> EXCERTO DO TEXTO
República digital, as questões pendentes

Tendo bem presente que há uma distinção fundamental entre os gigantes tecnológicos das plataformas globais e as pequenas plataformas e aplicativos de comunidades locais e/ou instituições domésticas, as questões mais pertinentes acerca da economia das plataformas podem ser resumidas do seguinte modo:

  1. Qual é a proveniência das plataformas, globais e made in?
  2. Qual é o modelo de negócio que adotam, extrativista ou colaborativo?
  3. Até onde as plataformas alteram os hábitos e rotinas do consumidor/utente/utilizador?
  4. Em que medida contribuem para melhorar o grau de literacia e acesso digital?
  5. Quais os efeitos diretos e indiretos sobre os mercados de trabalho?
  6. Que perturbações introduzem nas cadeias de valor mais tradicionais?
  7. Que relações estabelecem com as coletividades territoriais e as economias locais?
  8. Que impacto têm sobre o rendimento e a fiscalidade locais?
  9. Qual o modelo de ocupação do território, geram mais dispersão ou aglomeração?
  10. Que relações com as instituições de ensino superior e o emprego jovem qualificado?

> DADOS FORNECIDOS
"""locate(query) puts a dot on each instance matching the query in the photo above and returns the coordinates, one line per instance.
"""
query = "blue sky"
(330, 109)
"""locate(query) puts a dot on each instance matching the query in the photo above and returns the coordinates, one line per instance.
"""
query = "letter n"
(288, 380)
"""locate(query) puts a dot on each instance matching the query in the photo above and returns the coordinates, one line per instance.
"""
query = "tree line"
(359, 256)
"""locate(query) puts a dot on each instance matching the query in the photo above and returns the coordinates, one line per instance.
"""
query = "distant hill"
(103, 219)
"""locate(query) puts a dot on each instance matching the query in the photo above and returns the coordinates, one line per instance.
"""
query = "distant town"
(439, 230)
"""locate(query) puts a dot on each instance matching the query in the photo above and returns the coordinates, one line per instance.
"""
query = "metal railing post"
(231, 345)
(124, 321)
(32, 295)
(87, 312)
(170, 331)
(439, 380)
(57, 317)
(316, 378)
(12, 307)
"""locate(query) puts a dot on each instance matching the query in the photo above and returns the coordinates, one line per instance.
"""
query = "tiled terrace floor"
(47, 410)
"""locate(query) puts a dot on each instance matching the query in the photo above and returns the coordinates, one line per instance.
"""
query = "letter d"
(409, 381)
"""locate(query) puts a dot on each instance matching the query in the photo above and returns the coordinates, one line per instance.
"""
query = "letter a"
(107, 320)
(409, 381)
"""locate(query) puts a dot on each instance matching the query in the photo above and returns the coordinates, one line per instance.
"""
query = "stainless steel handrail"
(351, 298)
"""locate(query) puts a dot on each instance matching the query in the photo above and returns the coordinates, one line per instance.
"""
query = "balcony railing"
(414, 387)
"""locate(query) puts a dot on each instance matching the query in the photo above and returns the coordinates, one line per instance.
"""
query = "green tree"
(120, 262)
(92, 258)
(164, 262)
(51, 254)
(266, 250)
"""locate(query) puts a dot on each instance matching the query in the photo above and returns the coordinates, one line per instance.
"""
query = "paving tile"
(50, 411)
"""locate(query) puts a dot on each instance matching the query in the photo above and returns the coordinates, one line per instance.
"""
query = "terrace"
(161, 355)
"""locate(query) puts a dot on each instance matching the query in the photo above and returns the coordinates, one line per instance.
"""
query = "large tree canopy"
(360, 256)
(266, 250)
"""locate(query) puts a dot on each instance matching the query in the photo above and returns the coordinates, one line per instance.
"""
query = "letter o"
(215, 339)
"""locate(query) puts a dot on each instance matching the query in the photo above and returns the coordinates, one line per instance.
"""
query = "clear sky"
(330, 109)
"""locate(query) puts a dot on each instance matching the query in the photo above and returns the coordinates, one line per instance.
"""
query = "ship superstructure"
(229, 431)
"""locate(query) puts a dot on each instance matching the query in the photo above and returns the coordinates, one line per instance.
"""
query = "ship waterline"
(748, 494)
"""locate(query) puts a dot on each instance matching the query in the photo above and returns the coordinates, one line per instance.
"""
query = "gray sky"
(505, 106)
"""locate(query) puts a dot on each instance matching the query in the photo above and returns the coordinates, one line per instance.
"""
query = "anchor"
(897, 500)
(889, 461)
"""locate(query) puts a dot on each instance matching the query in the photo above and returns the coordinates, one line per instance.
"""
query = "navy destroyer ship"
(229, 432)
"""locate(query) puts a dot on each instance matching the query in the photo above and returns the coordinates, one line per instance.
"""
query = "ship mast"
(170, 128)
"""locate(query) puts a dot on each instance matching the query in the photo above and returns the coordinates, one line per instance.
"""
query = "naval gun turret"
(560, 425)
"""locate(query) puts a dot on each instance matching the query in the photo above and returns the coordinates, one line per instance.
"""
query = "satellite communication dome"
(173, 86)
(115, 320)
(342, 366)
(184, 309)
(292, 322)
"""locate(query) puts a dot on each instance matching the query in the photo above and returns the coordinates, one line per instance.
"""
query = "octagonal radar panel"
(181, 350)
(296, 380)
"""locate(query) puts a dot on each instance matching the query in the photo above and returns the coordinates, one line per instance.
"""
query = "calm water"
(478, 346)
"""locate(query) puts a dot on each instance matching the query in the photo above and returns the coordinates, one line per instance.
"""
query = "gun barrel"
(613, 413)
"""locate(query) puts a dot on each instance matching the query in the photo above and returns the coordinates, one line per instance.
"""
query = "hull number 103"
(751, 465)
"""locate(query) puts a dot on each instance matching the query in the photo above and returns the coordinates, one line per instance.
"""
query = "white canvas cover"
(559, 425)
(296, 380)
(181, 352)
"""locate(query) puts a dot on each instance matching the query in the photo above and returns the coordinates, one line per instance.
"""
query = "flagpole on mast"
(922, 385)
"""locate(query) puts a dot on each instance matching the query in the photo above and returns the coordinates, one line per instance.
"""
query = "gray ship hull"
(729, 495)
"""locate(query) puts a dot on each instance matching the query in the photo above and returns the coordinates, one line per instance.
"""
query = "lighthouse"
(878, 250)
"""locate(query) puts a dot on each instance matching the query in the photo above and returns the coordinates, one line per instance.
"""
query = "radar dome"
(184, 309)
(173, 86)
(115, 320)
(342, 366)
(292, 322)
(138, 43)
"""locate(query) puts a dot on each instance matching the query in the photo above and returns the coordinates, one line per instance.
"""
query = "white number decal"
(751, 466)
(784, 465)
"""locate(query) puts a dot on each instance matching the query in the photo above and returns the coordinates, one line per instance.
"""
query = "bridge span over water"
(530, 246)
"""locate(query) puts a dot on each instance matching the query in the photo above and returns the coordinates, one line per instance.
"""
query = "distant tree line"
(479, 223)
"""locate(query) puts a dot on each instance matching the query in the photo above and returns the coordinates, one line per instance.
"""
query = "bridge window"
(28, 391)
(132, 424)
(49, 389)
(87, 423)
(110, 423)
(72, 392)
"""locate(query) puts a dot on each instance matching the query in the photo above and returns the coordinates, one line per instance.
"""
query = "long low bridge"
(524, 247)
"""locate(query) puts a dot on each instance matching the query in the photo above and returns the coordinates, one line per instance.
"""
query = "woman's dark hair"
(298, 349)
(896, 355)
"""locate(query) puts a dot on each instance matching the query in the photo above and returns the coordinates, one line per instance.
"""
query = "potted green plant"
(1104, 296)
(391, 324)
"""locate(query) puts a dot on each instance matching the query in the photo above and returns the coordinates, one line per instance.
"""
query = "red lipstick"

> TAREFA 1
Reproduza palavra por palavra o trecho do texto sobre a república digital que vai de "3. Até onde" até "a fiscalidade locais?", incluindo esta última passagem.
> TAREFA 2
Como prossegue o texto sobre a república digital? Escreva a continuação a partir da última linha apresentada.

> RESPOSTA 1
3. Até onde as plataformas alteram os hábitos e rotinas do consumidor/utente/utilizador?
  4. Em que medida contribuem para melhorar o grau de literacia e acesso digital?
  5. Quais os efeitos diretos e indiretos sobre os mercados de trabalho?
  6. Que perturbações introduzem nas cadeias de valor mais tradicionais?
  7. Que relações estabelecem com as coletividades territoriais e as economias locais?
  8. Que impacto têm sobre o rendimento e a fiscalidade locais?

> RESPOSTA 2
As respostas a estas questões, que nos conduzem da sociedade do valor-trabalho para a sociedade do valor- ou valor-informação são, só por si, um campo imenso de investigação e uma agenda política fundamental em matéria de economia das plataformas e república digital. Em cada caso, é, ainda, preciso ter em conta, na economia e gestão das plataformas, os efeitos de rede e a distribuição das externalidades positivas e negativas, a transformação do modelo de negócio que resulta da conversão de uma atividade em serviço, a maior customização e colaboração com o utilizador final, uma plataforma concebida em coprodução e cogestão, etc.

Notas Finais

Para terminar, dois avisos. Na república digital, e em resultado da ambivalência da sociedade algorítmica, tenhamos consciência de que a nossa rastreabilidade será explorada exaustivamente por mestres-algoritmos em ordem a produzir padrões supra-individuais que antecipem, orientem e condicionem o nosso comportamento. Além disso, não deixemos que a inteligência artificial tome conta da nossa inteligência racional, nem que a arte emocional das relações humanas seja trocada pela caricatura de uma bricolage social ou por uma bolha mais ou menos tribal nas redes sociais.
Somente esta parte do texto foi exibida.